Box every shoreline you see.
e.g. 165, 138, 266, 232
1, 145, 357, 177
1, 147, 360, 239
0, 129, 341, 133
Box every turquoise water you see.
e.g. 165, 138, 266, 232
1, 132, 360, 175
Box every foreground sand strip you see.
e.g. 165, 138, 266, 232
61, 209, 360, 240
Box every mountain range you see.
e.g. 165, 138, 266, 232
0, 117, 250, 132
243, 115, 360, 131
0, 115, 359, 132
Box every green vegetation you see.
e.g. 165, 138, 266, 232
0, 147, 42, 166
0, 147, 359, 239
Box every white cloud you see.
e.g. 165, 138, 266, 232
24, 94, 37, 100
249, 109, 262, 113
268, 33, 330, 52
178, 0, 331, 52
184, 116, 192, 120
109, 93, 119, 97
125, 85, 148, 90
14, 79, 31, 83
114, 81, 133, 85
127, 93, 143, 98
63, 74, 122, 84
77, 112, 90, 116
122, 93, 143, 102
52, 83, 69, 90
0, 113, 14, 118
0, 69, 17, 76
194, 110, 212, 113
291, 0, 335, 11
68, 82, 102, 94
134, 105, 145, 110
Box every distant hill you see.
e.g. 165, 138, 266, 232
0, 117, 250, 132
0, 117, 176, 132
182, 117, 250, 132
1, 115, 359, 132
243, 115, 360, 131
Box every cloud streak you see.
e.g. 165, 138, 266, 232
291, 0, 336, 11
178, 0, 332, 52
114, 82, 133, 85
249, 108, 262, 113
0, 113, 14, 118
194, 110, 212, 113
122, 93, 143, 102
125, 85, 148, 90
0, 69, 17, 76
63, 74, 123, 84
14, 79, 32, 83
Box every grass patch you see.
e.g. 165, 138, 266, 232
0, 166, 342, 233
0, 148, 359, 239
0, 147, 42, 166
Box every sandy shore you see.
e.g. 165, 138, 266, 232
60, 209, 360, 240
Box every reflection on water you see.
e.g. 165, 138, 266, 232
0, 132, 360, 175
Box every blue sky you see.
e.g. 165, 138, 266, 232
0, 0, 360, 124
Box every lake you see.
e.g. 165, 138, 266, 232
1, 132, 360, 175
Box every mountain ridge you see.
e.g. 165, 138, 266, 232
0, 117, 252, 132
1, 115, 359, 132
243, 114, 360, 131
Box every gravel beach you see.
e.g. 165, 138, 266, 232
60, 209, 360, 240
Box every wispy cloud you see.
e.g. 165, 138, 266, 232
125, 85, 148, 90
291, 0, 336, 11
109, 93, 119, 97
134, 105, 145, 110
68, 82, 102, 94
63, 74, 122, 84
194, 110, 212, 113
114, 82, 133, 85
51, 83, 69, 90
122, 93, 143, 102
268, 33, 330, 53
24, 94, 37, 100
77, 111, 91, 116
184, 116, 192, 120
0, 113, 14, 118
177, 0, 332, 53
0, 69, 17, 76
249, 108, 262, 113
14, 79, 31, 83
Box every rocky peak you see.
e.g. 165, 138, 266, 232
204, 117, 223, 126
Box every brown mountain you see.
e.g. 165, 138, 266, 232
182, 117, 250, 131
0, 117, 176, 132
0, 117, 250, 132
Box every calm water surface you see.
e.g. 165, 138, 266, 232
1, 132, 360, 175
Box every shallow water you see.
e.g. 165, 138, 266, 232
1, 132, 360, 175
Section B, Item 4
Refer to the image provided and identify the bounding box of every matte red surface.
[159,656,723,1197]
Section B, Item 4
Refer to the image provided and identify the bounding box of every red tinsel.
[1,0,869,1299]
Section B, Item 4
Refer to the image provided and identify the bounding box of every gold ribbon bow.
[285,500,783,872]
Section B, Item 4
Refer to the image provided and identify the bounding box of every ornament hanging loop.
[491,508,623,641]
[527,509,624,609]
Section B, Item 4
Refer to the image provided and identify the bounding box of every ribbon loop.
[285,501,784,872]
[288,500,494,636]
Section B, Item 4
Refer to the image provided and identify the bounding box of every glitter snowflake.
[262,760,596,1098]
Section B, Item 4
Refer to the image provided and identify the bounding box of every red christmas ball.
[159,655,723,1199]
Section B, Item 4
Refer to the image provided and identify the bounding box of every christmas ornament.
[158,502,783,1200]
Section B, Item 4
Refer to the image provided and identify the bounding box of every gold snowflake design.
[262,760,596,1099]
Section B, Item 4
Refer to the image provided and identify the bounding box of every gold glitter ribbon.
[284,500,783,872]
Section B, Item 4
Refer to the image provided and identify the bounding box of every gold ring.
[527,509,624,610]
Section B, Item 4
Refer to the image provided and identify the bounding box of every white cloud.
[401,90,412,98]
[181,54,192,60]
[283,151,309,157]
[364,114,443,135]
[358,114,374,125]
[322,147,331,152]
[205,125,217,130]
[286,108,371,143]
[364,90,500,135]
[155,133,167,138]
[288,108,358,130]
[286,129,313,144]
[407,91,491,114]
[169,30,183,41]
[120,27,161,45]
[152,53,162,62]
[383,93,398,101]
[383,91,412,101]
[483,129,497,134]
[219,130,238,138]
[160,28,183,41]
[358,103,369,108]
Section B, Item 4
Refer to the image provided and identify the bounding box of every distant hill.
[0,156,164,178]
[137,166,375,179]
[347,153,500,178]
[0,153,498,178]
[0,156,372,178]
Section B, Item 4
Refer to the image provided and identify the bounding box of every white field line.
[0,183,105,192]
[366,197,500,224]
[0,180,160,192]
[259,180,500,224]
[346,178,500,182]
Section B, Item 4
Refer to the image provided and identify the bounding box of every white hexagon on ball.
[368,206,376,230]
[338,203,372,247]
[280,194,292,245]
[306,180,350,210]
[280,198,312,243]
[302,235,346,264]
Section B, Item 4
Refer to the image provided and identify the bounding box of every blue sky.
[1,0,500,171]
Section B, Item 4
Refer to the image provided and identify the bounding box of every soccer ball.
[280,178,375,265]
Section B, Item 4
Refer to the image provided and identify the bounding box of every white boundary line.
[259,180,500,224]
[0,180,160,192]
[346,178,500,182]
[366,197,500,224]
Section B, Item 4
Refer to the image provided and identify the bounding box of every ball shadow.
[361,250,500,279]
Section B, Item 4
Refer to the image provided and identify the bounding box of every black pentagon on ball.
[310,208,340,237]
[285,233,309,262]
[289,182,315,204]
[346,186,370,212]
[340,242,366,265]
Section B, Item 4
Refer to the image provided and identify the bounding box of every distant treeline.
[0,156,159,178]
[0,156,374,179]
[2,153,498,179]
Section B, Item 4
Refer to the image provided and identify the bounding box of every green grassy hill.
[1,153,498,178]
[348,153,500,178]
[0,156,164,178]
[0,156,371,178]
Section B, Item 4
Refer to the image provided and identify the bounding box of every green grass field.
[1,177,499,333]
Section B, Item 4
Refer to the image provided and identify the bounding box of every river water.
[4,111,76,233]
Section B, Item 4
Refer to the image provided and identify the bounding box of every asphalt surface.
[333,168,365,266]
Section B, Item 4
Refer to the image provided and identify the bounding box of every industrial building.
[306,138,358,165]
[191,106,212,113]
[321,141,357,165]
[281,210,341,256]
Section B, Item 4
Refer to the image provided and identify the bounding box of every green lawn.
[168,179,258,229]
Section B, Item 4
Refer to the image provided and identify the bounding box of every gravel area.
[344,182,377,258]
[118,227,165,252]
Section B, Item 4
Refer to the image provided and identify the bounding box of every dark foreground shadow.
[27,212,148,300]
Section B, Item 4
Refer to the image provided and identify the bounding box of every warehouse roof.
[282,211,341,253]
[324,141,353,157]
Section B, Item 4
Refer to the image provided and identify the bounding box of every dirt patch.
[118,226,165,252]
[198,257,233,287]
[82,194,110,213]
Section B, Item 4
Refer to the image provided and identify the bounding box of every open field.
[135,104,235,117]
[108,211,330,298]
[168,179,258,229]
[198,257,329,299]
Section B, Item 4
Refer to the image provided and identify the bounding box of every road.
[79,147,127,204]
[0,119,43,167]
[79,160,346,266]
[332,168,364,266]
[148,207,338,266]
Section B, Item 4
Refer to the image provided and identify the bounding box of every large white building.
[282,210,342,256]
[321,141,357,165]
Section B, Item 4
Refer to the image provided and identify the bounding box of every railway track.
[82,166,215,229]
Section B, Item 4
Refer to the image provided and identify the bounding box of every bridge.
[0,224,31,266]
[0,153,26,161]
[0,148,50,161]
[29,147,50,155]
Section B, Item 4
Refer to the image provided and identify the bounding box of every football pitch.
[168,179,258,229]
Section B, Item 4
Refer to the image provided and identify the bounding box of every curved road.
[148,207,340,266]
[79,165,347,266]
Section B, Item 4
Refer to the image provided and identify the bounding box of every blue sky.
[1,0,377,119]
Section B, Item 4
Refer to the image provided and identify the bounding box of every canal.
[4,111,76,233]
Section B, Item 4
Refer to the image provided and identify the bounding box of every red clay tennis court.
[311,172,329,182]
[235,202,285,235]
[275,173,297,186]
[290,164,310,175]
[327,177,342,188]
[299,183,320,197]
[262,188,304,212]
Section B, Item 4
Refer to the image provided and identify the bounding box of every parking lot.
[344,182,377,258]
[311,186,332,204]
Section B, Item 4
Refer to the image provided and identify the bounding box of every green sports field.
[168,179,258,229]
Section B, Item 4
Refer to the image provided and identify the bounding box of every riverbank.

* * * * * * * * *

**Problem to work on:** Copy all the lines from the data above that hold the word "mountain".

**Response:**
Box every mountain range you see.
Box every mountain ridge you see.
Box every brown mountain you see.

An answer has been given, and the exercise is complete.